• **Gegevens opdracht**
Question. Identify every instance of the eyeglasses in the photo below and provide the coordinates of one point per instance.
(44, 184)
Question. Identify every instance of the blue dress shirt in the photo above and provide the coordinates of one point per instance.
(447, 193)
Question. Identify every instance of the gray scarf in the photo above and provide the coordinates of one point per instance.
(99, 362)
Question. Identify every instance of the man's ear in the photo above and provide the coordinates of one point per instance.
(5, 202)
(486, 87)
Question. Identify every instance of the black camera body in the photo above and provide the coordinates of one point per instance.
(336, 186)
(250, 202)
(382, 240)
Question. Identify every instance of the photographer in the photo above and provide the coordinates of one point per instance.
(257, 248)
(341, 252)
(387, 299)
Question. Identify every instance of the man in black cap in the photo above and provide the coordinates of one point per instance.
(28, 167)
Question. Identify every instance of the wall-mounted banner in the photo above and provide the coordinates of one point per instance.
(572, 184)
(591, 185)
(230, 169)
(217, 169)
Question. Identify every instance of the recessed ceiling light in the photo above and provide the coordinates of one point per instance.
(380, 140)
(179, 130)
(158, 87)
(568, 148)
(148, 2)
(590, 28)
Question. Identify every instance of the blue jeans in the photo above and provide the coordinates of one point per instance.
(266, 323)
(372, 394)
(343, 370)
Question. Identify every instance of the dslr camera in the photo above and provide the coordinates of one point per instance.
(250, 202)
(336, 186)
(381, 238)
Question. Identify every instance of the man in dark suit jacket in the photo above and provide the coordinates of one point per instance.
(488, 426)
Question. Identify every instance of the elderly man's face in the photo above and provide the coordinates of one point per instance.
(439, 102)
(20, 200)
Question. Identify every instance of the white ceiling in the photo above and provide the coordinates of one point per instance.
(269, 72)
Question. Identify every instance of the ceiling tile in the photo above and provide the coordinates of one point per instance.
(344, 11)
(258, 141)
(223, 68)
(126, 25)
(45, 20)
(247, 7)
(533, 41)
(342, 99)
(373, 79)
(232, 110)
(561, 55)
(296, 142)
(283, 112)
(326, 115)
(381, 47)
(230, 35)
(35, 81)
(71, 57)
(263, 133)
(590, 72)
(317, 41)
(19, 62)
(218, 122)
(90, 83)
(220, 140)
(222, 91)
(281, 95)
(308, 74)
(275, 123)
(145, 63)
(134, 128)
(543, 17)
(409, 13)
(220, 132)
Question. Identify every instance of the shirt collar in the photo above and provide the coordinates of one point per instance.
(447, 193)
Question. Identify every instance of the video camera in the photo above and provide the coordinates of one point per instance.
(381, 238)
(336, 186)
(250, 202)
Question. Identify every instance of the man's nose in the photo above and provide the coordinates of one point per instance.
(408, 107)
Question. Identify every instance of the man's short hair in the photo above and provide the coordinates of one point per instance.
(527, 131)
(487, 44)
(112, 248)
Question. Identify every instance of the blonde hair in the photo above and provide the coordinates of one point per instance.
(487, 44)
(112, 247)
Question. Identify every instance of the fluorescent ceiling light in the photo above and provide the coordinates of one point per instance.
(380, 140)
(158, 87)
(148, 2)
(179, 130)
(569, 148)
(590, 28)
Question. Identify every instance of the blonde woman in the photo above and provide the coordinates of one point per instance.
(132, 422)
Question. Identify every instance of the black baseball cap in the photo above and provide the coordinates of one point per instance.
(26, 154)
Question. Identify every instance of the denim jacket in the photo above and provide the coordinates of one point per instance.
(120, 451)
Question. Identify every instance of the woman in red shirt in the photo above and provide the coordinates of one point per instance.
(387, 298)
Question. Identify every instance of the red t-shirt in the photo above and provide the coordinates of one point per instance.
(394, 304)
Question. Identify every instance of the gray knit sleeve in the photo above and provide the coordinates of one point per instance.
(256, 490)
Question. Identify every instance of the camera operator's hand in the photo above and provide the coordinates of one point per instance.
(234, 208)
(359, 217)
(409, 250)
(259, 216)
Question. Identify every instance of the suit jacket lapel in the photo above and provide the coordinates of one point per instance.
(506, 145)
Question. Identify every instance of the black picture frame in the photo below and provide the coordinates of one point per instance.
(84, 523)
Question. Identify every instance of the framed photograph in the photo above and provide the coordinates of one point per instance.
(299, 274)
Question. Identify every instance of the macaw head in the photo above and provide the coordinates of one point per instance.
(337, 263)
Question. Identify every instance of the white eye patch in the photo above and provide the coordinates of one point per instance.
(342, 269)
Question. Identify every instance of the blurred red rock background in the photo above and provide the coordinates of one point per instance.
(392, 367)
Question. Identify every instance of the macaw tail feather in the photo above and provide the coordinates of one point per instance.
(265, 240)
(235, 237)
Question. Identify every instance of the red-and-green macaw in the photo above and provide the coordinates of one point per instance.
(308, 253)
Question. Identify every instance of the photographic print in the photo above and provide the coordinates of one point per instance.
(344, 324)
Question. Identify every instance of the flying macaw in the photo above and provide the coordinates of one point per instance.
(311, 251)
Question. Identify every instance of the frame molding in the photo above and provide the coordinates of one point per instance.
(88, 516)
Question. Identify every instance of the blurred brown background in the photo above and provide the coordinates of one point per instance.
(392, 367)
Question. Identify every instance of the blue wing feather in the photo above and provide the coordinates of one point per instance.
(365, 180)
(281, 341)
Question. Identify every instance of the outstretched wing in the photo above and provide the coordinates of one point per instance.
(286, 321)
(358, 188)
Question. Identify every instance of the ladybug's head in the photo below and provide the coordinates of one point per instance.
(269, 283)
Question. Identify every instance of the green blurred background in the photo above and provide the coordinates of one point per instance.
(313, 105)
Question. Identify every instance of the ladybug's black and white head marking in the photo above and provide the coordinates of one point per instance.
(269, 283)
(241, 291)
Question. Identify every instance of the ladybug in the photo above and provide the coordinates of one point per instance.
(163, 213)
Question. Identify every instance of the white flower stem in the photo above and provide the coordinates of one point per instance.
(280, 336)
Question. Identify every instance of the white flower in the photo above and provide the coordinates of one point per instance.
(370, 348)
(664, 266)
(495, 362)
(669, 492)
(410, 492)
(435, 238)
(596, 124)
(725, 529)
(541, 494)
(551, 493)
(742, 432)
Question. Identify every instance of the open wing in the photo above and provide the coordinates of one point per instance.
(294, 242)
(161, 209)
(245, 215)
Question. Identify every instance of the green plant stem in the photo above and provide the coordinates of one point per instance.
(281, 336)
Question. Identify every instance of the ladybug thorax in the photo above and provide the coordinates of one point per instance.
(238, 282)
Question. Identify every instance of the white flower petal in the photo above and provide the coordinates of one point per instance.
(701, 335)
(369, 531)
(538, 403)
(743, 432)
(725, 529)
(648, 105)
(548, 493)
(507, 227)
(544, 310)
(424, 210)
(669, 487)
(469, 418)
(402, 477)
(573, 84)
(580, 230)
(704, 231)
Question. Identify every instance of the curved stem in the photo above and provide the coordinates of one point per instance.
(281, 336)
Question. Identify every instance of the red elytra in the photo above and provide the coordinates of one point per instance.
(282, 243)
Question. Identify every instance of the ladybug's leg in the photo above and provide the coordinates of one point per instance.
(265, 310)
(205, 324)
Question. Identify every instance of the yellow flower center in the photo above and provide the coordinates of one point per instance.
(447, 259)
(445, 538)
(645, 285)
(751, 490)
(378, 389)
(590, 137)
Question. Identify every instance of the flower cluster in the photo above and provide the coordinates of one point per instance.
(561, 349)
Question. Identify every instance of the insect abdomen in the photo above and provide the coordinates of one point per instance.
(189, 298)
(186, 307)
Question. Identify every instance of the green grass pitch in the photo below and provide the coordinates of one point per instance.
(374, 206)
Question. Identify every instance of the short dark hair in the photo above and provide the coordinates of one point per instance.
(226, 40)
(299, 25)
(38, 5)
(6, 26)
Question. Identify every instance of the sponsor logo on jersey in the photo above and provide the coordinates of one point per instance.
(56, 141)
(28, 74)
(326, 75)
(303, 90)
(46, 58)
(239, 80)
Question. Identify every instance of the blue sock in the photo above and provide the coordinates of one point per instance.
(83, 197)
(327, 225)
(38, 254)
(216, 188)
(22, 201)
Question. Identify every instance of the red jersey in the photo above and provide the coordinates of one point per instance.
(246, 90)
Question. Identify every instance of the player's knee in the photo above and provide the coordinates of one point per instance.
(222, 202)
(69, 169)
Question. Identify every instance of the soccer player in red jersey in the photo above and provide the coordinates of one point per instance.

• **Op te lossen opgave**
Kun je alle regels, vanaf de regel met "Question. Identify every instance of the short" tot en met de laatste regel van de vermeldingen, weergeven als een JSON-lijst van strings met één string per regel en zonder lege regels?

• **Uitgewerkte oplossing**
[
  "Question. Identify every instance of the short dark hair in the photo above and provide the coordinates of one point per instance.",
  "(226, 40)",
  "(299, 25)",
  "(38, 5)",
  "(6, 26)",
  "Question. Identify every instance of the sponsor logo on jersey in the photo above and provide the coordinates of one point per instance.",
  "(56, 141)",
  "(28, 74)",
  "(326, 75)",
  "(303, 90)",
  "(46, 58)",
  "(239, 80)",
  "Question. Identify every instance of the blue sock in the photo above and provide the coordinates of one point per instance.",
  "(83, 197)",
  "(327, 225)",
  "(38, 254)",
  "(216, 188)",
  "(22, 201)",
  "Question. Identify every instance of the red jersey in the photo above and provide the coordinates of one point per instance.",
  "(246, 90)",
  "Question. Identify every instance of the player's knee in the photo above and provide the coordinates of one point per instance.",
  "(222, 202)",
  "(69, 169)",
  "Question. Identify every instance of the soccer player in red jersey in the photo above and provide the coordinates of one point per instance."
]